THE EXERCISE –
Please list each line in the entries below that contains the string "concrete". Letter case matters.

··· STORED ROWS

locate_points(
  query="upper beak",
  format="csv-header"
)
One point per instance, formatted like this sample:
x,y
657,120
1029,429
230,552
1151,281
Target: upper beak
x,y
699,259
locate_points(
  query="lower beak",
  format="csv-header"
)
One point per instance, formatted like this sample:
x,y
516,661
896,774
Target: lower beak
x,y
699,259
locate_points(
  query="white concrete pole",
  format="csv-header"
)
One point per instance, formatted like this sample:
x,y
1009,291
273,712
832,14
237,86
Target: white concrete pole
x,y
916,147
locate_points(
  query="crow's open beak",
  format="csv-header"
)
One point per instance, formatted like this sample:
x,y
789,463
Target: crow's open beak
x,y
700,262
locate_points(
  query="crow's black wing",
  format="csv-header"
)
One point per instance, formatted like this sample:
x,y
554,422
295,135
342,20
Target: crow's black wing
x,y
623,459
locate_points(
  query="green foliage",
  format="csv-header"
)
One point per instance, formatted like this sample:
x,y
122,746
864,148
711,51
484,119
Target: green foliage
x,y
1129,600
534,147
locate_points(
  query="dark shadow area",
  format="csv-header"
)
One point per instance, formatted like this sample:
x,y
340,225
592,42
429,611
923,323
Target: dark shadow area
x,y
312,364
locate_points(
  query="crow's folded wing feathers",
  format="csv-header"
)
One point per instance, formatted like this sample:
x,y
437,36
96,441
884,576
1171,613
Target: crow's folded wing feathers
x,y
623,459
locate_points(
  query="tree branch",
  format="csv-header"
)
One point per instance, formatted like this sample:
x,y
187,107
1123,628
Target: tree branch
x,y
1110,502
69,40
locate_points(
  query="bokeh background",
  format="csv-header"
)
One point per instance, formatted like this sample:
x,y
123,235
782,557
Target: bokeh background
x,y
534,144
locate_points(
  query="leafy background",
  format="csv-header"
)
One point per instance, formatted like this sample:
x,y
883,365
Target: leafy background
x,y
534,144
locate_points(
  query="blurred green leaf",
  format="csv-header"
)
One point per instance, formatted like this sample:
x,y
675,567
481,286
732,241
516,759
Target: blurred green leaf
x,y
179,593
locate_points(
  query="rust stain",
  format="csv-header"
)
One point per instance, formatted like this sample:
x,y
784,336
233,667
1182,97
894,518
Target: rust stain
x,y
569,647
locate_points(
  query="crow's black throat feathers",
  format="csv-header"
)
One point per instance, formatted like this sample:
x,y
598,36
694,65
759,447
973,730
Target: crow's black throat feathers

······

WRITTEN RESPONSE –
  query="white concrete pole",
Target: white concrete pole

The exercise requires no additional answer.